Instruction
Retype each entry below, keeping every character the same.

Exercise data
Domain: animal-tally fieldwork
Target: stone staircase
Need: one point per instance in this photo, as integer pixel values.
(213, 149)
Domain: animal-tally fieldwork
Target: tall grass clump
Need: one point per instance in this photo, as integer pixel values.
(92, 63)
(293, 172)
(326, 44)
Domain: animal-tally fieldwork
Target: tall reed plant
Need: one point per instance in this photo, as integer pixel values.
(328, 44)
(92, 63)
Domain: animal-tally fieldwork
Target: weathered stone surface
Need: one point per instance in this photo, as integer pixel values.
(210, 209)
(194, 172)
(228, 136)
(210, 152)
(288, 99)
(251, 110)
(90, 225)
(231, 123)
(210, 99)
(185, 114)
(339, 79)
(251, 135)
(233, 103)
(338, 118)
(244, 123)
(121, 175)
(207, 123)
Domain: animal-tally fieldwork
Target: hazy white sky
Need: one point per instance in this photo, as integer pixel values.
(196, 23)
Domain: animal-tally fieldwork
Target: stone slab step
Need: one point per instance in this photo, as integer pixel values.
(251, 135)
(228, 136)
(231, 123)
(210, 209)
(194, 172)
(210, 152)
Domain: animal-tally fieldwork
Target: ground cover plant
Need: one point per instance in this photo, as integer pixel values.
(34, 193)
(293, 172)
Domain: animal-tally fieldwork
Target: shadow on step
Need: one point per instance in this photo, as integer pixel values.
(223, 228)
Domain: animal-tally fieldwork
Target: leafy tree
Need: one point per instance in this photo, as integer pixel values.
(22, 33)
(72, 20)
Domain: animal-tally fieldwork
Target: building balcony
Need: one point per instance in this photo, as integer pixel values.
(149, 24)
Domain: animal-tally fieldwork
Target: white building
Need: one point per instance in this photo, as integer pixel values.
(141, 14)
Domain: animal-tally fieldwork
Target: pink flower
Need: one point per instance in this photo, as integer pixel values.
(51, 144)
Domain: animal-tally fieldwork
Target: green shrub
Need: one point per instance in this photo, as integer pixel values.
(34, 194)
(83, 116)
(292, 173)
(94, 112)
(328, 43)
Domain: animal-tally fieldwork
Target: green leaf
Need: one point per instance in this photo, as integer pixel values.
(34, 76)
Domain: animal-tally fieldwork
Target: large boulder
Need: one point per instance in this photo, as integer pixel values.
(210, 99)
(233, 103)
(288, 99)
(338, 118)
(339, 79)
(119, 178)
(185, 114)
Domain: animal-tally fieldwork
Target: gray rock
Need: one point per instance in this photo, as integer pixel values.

Exercise output
Domain: animal-tally fieldwork
Target: stone staircase
Need: one point per instance in this photo, as integer pixel values.
(213, 149)
Domain: animal-tally fieldwork
Target: tall grass clump
Need: one point per instance in this photo, as integer pixel values.
(92, 63)
(293, 172)
(326, 44)
Domain: animal-tally fieldwork
Target: tall reed plant
Need: one point per instance in this photo, as integer pixel values.
(328, 44)
(92, 63)
Domain: animal-tally fieldwork
Target: weathered stone surface
Need: one point per instance in this photo, as integer pixel values.
(210, 209)
(194, 172)
(228, 136)
(210, 152)
(288, 99)
(251, 110)
(90, 225)
(231, 123)
(210, 99)
(185, 114)
(339, 79)
(251, 135)
(233, 103)
(338, 118)
(244, 123)
(121, 175)
(207, 123)
Domain: animal-tally fieldwork
Target: hazy white sky
Need: one point per instance in this photo, as integer pixel values.
(196, 23)
Domain: animal-tally fieldwork
Target: stone slab step
Need: one point per instance in this photo, as integer pixel values.
(251, 135)
(228, 136)
(231, 123)
(210, 209)
(194, 172)
(210, 152)
Domain: animal-tally fieldwork
Target: ground cover plant
Need: one point per instance in this photo, as integer pixel values.
(34, 193)
(293, 172)
Domain: animal-tally fieldwork
Target: shadow on step
Need: one point per instance in this photo, as integer pixel values.
(223, 228)
Domain: animal-tally fieldwork
Target: leafy tree
Need: one point per instance in this photo, as integer pixel values.
(22, 33)
(72, 20)
Domain: animal-tally fieldwork
Target: building balcony
Need: one point per instance in this photo, as integer pixel values.
(149, 24)
Domain: animal-tally fieldwork
Target: white building
Need: one point per instance in this photo, as integer pixel values.
(141, 14)
Domain: animal-tally fieldwork
Target: pink flower
Need: one point per instance in this photo, as integer pixel values.
(51, 144)
Domain: animal-tally fieldwork
Target: green shrub
Need: one point per instance in this photo, as integer pixel values.
(34, 194)
(83, 116)
(292, 173)
(94, 112)
(328, 43)
Domain: animal-tally fieldwork
Target: green leaf
Need: one point per instance in this photo, as integer pixel values.
(34, 76)
Domain: animal-tally fieldwork
Target: large boulder
Need: one point per instance in this photo, as integer pixel values.
(210, 99)
(233, 103)
(288, 99)
(338, 118)
(339, 79)
(119, 178)
(185, 114)
Domain: animal-tally fieldwork
Target: gray rock
Need: one point per instance in this photo, as integer pixel values.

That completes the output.